Objective
Return the lines below exactly as they appear, from the first one through the line with "M 146 136 L", including both. Leave out the picture.
— START OF Given data —
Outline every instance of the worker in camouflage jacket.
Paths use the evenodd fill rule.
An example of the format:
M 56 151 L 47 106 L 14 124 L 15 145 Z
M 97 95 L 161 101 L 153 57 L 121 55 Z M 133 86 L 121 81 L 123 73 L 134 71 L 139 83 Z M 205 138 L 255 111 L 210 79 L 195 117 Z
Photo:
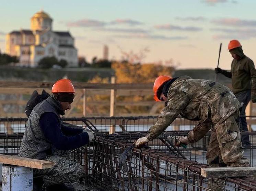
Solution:
M 146 136 L 137 140 L 137 147 L 152 140 L 162 133 L 179 114 L 198 121 L 187 137 L 179 137 L 178 146 L 196 142 L 210 129 L 211 132 L 206 158 L 212 167 L 247 166 L 237 118 L 242 106 L 227 87 L 210 80 L 197 80 L 187 76 L 171 79 L 158 77 L 155 81 L 154 99 L 167 101 L 154 125 Z
M 233 92 L 243 106 L 240 113 L 240 131 L 248 131 L 245 117 L 245 108 L 251 99 L 254 103 L 256 102 L 256 70 L 253 62 L 244 55 L 241 44 L 238 40 L 231 41 L 228 49 L 234 58 L 231 71 L 217 68 L 215 72 L 231 78 Z M 244 147 L 251 146 L 249 135 L 242 135 L 242 141 Z
M 89 129 L 61 124 L 60 115 L 70 109 L 75 93 L 71 81 L 63 79 L 53 86 L 53 95 L 36 106 L 28 119 L 19 156 L 54 162 L 53 168 L 34 169 L 33 190 L 40 190 L 45 183 L 47 191 L 72 191 L 65 183 L 77 180 L 84 173 L 83 167 L 69 159 L 68 150 L 88 144 L 93 138 Z

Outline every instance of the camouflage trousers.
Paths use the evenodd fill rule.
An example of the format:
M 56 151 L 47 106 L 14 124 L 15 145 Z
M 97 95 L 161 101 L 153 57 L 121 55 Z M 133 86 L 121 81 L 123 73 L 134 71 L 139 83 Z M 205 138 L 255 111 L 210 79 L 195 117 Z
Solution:
M 243 156 L 239 131 L 239 112 L 227 119 L 212 129 L 206 153 L 208 164 L 212 167 L 249 166 Z M 208 187 L 215 191 L 223 190 L 223 180 L 213 178 L 208 180 Z
M 239 112 L 230 115 L 212 130 L 206 159 L 212 167 L 249 166 L 243 156 L 244 150 L 239 131 Z
M 69 156 L 67 151 L 56 150 L 53 155 L 45 159 L 54 162 L 54 167 L 46 169 L 34 169 L 34 175 L 44 175 L 43 179 L 47 186 L 71 183 L 78 180 L 84 174 L 84 169 L 81 166 L 69 159 Z

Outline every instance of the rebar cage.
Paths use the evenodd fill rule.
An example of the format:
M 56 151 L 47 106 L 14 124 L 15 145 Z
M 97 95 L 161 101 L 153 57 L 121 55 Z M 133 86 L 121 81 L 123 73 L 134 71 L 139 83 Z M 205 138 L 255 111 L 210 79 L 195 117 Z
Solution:
M 149 142 L 149 147 L 129 151 L 124 160 L 121 154 L 135 140 L 146 136 L 145 132 L 156 119 L 149 116 L 63 119 L 65 125 L 89 128 L 95 133 L 90 145 L 70 151 L 70 159 L 84 167 L 86 174 L 82 182 L 93 183 L 102 190 L 256 190 L 256 181 L 251 178 L 202 177 L 200 168 L 207 166 L 205 154 L 210 134 L 186 149 L 176 148 L 169 135 L 186 136 L 187 130 L 195 125 L 183 119 L 176 120 L 167 130 L 178 126 L 187 131 L 166 131 Z M 1 153 L 18 154 L 27 120 L 0 119 L 0 131 L 3 132 L 0 134 Z M 120 132 L 108 135 L 106 133 L 113 125 L 116 126 L 116 130 L 118 126 Z M 8 134 L 11 132 L 12 134 Z M 249 135 L 251 146 L 245 148 L 245 156 L 253 166 L 255 133 L 241 134 Z M 120 160 L 124 165 L 119 167 Z

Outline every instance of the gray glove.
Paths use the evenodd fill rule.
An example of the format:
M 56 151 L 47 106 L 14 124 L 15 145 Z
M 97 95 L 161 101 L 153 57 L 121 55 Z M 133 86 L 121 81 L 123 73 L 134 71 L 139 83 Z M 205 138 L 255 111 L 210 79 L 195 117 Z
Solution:
M 149 140 L 148 139 L 147 137 L 143 137 L 139 139 L 133 144 L 135 144 L 135 147 L 140 148 L 144 145 L 148 143 L 149 141 Z
M 215 73 L 222 73 L 223 72 L 223 70 L 221 69 L 220 68 L 216 68 L 214 70 L 215 70 Z
M 179 147 L 182 144 L 183 144 L 186 145 L 188 145 L 189 143 L 189 141 L 187 137 L 178 137 L 176 140 L 175 141 L 175 146 L 176 147 Z
M 93 132 L 89 129 L 83 129 L 83 133 L 86 132 L 88 134 L 89 137 L 89 141 L 91 142 L 93 139 Z

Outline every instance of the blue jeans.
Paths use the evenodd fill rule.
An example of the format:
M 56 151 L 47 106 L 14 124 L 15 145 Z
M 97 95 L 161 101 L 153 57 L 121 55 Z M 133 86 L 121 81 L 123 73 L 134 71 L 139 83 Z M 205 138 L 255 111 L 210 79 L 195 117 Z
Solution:
M 243 108 L 240 113 L 240 130 L 248 131 L 247 122 L 245 118 L 245 108 L 251 100 L 251 90 L 245 90 L 235 94 L 236 98 L 243 105 Z M 241 136 L 241 139 L 243 145 L 249 145 L 249 135 L 244 135 Z

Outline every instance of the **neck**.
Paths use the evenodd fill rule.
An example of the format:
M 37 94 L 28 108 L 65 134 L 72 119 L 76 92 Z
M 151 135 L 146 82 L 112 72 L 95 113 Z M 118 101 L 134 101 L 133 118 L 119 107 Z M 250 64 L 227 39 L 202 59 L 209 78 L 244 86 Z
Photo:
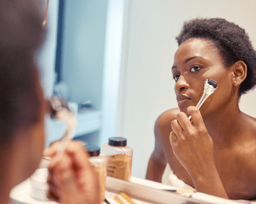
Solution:
M 210 115 L 204 117 L 204 122 L 211 137 L 215 149 L 231 146 L 242 135 L 243 117 L 238 103 L 223 106 Z

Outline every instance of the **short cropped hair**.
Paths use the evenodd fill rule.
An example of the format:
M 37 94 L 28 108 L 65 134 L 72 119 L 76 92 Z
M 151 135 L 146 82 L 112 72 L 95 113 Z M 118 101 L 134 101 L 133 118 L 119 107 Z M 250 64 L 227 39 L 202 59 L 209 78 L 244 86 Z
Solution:
M 237 24 L 220 18 L 196 18 L 184 23 L 176 37 L 179 46 L 190 38 L 211 40 L 229 67 L 243 61 L 247 67 L 247 75 L 239 88 L 239 97 L 256 85 L 256 52 L 245 30 Z

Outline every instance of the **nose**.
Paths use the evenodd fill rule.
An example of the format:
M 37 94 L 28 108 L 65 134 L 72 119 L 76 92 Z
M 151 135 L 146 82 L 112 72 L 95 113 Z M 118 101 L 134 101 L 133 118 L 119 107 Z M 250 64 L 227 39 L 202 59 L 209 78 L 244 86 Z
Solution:
M 187 89 L 188 87 L 188 85 L 187 84 L 184 76 L 182 75 L 180 75 L 179 79 L 175 84 L 175 90 L 180 92 L 183 90 Z

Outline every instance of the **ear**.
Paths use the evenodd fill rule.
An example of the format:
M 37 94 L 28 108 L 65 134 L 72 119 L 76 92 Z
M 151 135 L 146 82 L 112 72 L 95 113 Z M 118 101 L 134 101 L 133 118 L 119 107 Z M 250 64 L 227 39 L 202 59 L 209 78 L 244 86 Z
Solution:
M 239 87 L 246 78 L 247 66 L 243 61 L 239 60 L 231 66 L 231 69 L 233 85 Z

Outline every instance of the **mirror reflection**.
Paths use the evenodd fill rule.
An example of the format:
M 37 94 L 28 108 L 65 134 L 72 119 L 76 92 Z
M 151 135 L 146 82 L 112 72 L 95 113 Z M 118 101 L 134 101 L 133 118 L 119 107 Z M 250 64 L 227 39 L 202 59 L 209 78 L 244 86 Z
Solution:
M 183 87 L 181 85 L 181 88 L 178 87 L 177 84 L 183 79 L 180 66 L 183 62 L 180 60 L 184 56 L 182 53 L 188 51 L 181 50 L 182 47 L 178 46 L 175 38 L 183 22 L 197 17 L 222 18 L 244 29 L 252 45 L 256 45 L 255 26 L 252 21 L 255 17 L 256 3 L 251 1 L 109 0 L 100 3 L 60 1 L 50 4 L 47 38 L 39 62 L 41 67 L 48 67 L 46 71 L 42 70 L 45 72 L 42 83 L 46 87 L 46 94 L 54 92 L 63 95 L 69 99 L 70 106 L 77 110 L 78 127 L 75 139 L 101 146 L 111 137 L 126 138 L 127 144 L 134 149 L 132 176 L 139 178 L 145 177 L 154 149 L 161 149 L 155 156 L 162 158 L 160 164 L 164 166 L 159 169 L 156 179 L 158 181 L 161 181 L 166 164 L 171 163 L 171 159 L 166 155 L 174 155 L 167 137 L 171 131 L 166 131 L 164 139 L 161 139 L 161 144 L 157 146 L 155 134 L 158 130 L 155 129 L 154 133 L 154 127 L 162 113 L 168 115 L 170 113 L 168 110 L 178 107 L 177 90 Z M 200 56 L 208 54 L 205 58 L 212 64 L 218 64 L 218 67 L 221 66 L 220 56 L 213 51 L 206 53 L 211 50 L 211 46 L 207 47 L 210 42 L 204 44 L 204 40 L 191 40 L 186 48 L 198 50 L 203 44 L 204 48 L 200 49 Z M 198 65 L 199 62 L 206 64 L 202 61 L 196 64 Z M 244 70 L 243 63 L 238 63 L 236 66 Z M 196 72 L 201 67 L 198 66 L 193 69 Z M 215 70 L 221 73 L 220 70 Z M 242 71 L 239 73 L 242 75 Z M 211 98 L 220 99 L 224 92 L 230 92 L 231 89 L 222 89 L 224 85 L 219 82 L 222 79 L 215 74 L 217 74 L 211 72 L 207 78 L 216 79 L 218 91 Z M 231 77 L 236 76 L 235 73 Z M 195 91 L 197 94 L 202 91 L 205 79 L 198 80 L 200 85 Z M 234 81 L 236 84 L 239 83 L 237 80 Z M 193 104 L 195 106 L 199 98 L 198 95 Z M 253 90 L 237 99 L 241 111 L 252 117 L 256 115 L 253 106 L 256 98 Z M 221 103 L 219 100 L 212 101 L 216 106 Z M 200 110 L 207 113 L 206 110 L 210 112 L 210 109 L 207 109 L 206 106 Z M 176 115 L 181 109 L 179 107 L 179 109 L 175 109 Z M 236 106 L 236 110 L 237 108 Z M 217 108 L 212 109 L 211 111 Z M 185 106 L 183 111 L 187 113 Z M 170 119 L 165 118 L 164 121 L 169 123 L 162 125 L 170 126 L 170 121 L 168 120 Z M 48 143 L 58 139 L 60 136 L 56 132 L 60 133 L 63 128 L 61 124 L 52 122 L 49 124 L 52 128 L 49 129 Z M 238 124 L 242 125 L 241 122 Z M 58 129 L 55 128 L 57 126 Z M 210 135 L 209 129 L 207 130 Z M 57 131 L 54 132 L 52 130 Z M 230 126 L 221 132 L 230 134 L 235 130 Z M 236 132 L 238 132 L 238 130 Z M 244 148 L 239 149 L 243 151 Z M 178 154 L 177 151 L 174 152 Z M 168 170 L 176 173 L 178 169 L 181 168 L 186 171 L 183 165 Z M 195 187 L 187 173 L 176 174 L 186 184 Z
— END OF Given data —
Result for this exercise
Outline every instance of the worker in camouflage jacket.
Paths use the evenodd fill rule.
An example of the format:
M 56 151 L 47 106 L 14 124 L 15 145 Z
M 97 95 L 161 101 L 153 57 L 121 55 Z M 133 86 L 121 81 L 123 73 L 134 71 L 139 83 Z M 205 138 L 255 111 L 210 79 L 195 117 Z
Photo:
Solution:
M 146 136 L 137 140 L 137 147 L 152 140 L 162 133 L 179 114 L 198 121 L 187 137 L 179 137 L 178 146 L 196 142 L 210 129 L 211 132 L 206 158 L 212 167 L 247 166 L 237 118 L 242 106 L 227 87 L 210 80 L 197 80 L 187 76 L 171 79 L 158 77 L 155 81 L 154 99 L 167 101 L 154 125 Z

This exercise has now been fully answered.